■ EXERCISE DESCRIPTION ■
Reproduce, word for word, the stretch of the data below from the line containing "Can you see the blue sky" through its final line.

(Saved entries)
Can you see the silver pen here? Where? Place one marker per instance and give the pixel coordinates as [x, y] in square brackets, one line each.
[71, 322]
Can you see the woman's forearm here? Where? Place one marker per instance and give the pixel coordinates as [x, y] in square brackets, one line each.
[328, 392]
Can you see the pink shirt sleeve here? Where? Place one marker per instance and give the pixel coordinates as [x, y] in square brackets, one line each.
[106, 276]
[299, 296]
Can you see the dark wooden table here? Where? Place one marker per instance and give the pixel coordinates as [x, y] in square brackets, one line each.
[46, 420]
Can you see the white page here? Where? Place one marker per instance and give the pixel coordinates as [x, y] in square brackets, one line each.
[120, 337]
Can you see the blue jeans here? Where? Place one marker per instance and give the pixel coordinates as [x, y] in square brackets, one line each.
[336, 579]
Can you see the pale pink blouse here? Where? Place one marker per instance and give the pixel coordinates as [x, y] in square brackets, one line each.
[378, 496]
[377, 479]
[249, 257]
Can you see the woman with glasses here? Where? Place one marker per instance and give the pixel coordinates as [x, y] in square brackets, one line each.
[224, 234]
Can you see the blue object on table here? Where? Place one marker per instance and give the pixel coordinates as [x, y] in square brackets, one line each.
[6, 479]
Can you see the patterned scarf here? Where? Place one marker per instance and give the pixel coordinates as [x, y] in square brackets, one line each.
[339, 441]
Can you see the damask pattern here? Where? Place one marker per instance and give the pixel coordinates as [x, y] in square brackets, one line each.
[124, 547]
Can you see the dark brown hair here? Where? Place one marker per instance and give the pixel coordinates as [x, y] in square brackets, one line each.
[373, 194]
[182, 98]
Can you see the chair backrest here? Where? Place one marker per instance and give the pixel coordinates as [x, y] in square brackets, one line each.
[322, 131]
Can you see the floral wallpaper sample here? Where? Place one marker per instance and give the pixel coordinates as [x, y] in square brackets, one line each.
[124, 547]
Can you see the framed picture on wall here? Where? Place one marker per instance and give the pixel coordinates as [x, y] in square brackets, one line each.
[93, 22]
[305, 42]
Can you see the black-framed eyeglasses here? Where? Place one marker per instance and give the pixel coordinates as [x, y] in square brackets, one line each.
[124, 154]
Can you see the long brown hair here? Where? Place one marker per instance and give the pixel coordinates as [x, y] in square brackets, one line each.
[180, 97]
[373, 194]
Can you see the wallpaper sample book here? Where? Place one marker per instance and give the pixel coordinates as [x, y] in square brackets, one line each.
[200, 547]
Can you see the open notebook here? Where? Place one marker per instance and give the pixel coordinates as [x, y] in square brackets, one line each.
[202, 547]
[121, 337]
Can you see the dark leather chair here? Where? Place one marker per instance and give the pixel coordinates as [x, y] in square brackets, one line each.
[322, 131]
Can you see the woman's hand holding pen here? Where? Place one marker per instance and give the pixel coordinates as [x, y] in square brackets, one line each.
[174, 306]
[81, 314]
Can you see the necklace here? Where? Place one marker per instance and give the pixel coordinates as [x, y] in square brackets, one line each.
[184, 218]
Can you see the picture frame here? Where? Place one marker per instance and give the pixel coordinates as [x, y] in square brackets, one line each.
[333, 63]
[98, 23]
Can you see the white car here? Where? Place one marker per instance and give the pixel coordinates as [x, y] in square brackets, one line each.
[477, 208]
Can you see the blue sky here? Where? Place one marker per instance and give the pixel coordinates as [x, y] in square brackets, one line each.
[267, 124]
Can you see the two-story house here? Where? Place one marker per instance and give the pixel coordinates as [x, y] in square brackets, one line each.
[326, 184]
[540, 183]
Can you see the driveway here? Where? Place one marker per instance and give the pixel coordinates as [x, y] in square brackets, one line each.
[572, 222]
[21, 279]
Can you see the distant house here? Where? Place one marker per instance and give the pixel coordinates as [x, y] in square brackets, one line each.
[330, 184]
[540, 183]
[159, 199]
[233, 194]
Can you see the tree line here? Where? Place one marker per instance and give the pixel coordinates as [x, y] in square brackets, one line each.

■ OUTPUT OF THE EXERCISE ■
Can you see the blue sky here? Where? Place one marker per instance and give the pixel coordinates as [x, y] in square brackets, one line each.
[267, 124]
Can you see the two-story house here? Where? Place one marker per instance and give the pixel coordinates as [x, y] in square brackets, one line each.
[326, 184]
[540, 183]
Can you see the driveway here? Where? Place one marker per instance and give the pixel coordinates as [x, y] in square brackets, one line each.
[572, 222]
[21, 279]
Can you see the distant house here? Where? Place one marker per instance and give the pixel coordinates as [x, y] in square brackets, one line each.
[330, 184]
[540, 183]
[159, 199]
[233, 194]
Can you see the tree line here? Where? Place one marker per instance and give the pixel coordinates as [x, y] in square brackets, one line each.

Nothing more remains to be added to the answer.